● LIST OF TASKS
A - Copy out the part of the passage on read mapping that opens with the words containing "Mapping Error: Consequences" and closes with "to place correctly.".
B - Write what comes next in the passage on mapping sequencing reads to a reference genome, picking up after its final sentence.

● DOCUMENT SECTION

Accurately mapping reads to a reference sequence is one of the most critical tasks for next-generation sequencing, yet it remains one of the most challenging areas of bioinformatics. Certainly, we’ve come a long way since ELAND and Maq. Dozens of new mapping and alignment algorithms have been published. Speed and sensitivity continue to improve; with BWA, we can map a lane of Illumina data (2×100 bp) to the human genome in about four hours. Nevertheless, it seems like most of the problems that arise in downstream analysis can be traced back to the read alignments.
Mapping Error: Consequences and Causes
Take variant calling, for example. The two central issues we try to address are false positives (variants that aren’t real) and false-negatives (real variants that are missed). Countless hours of manual review and extensive validation have shown that false positives rarely arise from simple sequencing errors. Such errors occur randomly, and with sufficient read depth (8x-10x), they can be readily ignored as background noise. Instead, most false positives are the result of an alignment errors – reads mapped to the wrong place, local mis-alignment around indels, etc. False-negatives are also a concern, particularly for indels. Why? Because the larger the gap between read and reference sequence, the more difficult it is to place correctly.
In my humble opinion, three factors contribute to the problem of accurate read mapping: relatively short read lengths (36-100 bp), unprecedented throughput of NGS instruments, and size/complexity of the genome. As a bioinformatician, I can’t do much about the first two. The size and complexity of the genome, however, remains somewhat fixed. As such, many groups have sought to define those portions of the genome that are “mappable”, so that they can be prioritized for analysis.

Stored records
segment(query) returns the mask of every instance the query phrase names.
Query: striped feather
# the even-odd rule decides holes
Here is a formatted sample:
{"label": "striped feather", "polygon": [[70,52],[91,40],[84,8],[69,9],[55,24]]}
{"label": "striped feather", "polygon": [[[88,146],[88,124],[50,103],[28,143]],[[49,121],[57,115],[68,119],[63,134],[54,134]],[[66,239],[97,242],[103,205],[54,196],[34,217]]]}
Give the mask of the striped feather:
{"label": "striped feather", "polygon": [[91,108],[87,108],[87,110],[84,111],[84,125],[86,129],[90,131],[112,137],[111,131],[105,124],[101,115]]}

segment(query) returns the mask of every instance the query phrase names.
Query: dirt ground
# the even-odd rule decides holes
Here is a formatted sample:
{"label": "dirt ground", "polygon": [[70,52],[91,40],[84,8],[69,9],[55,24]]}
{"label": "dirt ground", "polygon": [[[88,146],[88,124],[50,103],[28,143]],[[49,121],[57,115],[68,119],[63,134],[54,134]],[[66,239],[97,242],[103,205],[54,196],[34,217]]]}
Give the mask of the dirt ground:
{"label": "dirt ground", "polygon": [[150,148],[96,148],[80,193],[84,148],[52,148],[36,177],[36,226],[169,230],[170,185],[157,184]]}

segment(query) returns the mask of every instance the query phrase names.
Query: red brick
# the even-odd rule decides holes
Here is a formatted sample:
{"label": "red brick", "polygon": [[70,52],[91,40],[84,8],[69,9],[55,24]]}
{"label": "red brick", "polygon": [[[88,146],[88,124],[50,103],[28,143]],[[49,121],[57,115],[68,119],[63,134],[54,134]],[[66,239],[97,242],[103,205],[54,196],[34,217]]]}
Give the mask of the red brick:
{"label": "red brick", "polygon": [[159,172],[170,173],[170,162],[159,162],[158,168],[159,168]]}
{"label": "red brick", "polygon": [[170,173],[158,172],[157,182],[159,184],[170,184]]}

● OUTPUTS FOR THE TASKS
A -
Mapping Error: Consequences and Causes
Take variant calling, for example. The two central issues we try to address are false positives (variants that aren’t real) and false-negatives (real variants that are missed). Countless hours of manual review and extensive validation have shown that false positives rarely arise from simple sequencing errors. Such errors occur randomly, and with sufficient read depth (8x-10x), they can be readily ignored as background noise. Instead, most false positives are the result of an alignment errors – reads mapped to the wrong place, local mis-alignment around indels, etc. False-negatives are also a concern, particularly for indels. Why? Because the larger the gap between read and reference sequence, the more difficult it is to place correctly.

B -
Quantifying Short Read Mappability
Recently, I noticed that several such datasets have been incorporated as tracks in the UCSC Genome Browser. For build 18 (NCBI 36), there are about a dozen of them, all under the track name “Mapability”. Here are some of them across the BRCA1 gene region on chromosome 17:
The top three tracks (in green) represent mappability with 36, 75, and 100bp reads as calculated by CRG-GEM, a suite of genome analysis tools by a group in Spain. Then there’s Duke uniqueness (35 bp) in red, and UMass uniqueness (15 bp) in blue. Looking at the tracks together, a few patterns become apparent: first, that mappability calculations remain fairly consistent across datasets generated by different groups. Most of the drops in mappability correspond nicely to RepeatMasker regions. Also, if the CRG results are accurate, the mappability increases substantially with read length (although the near-complete mappability for 100-mers seems a bit optimistic). This dovetails nicely with the theoretical expectation that longer reads can resolve more of the genome.
Utilizing Genome-Wide Mappability Scores
How might this information assist bioinformaticians with the analysis of NGS data? I have a few ideas. It could be used to normalize sequencing coverage by local mappability, for read-depth-sensitive measurements like genome-wide copy number. It can be plotted alongside whole-genome sequencing or capture coverage read depth, to help explain holes in coverage.
It could even be used pre-emptively, for targeted sequencing projects, to assess the regions that will or will not have reads mapped. This sort of analysis is useful to set realistic expectations for collaborators, who might expect that, since they’ve heard so many nice things about next-gen sequencing, it will yield beautiful, even coverage across every single base they want. For time-sensitive projects, you could even adapt a sequencing strategy based on this information. On the Illumina platform, for example, a 36-bp fragment-end run finishes days before a paired-end run of longer reads. If one’s target regions were very mappable, and time was of the essence, a faster and less expensive sequencing run could be ordered.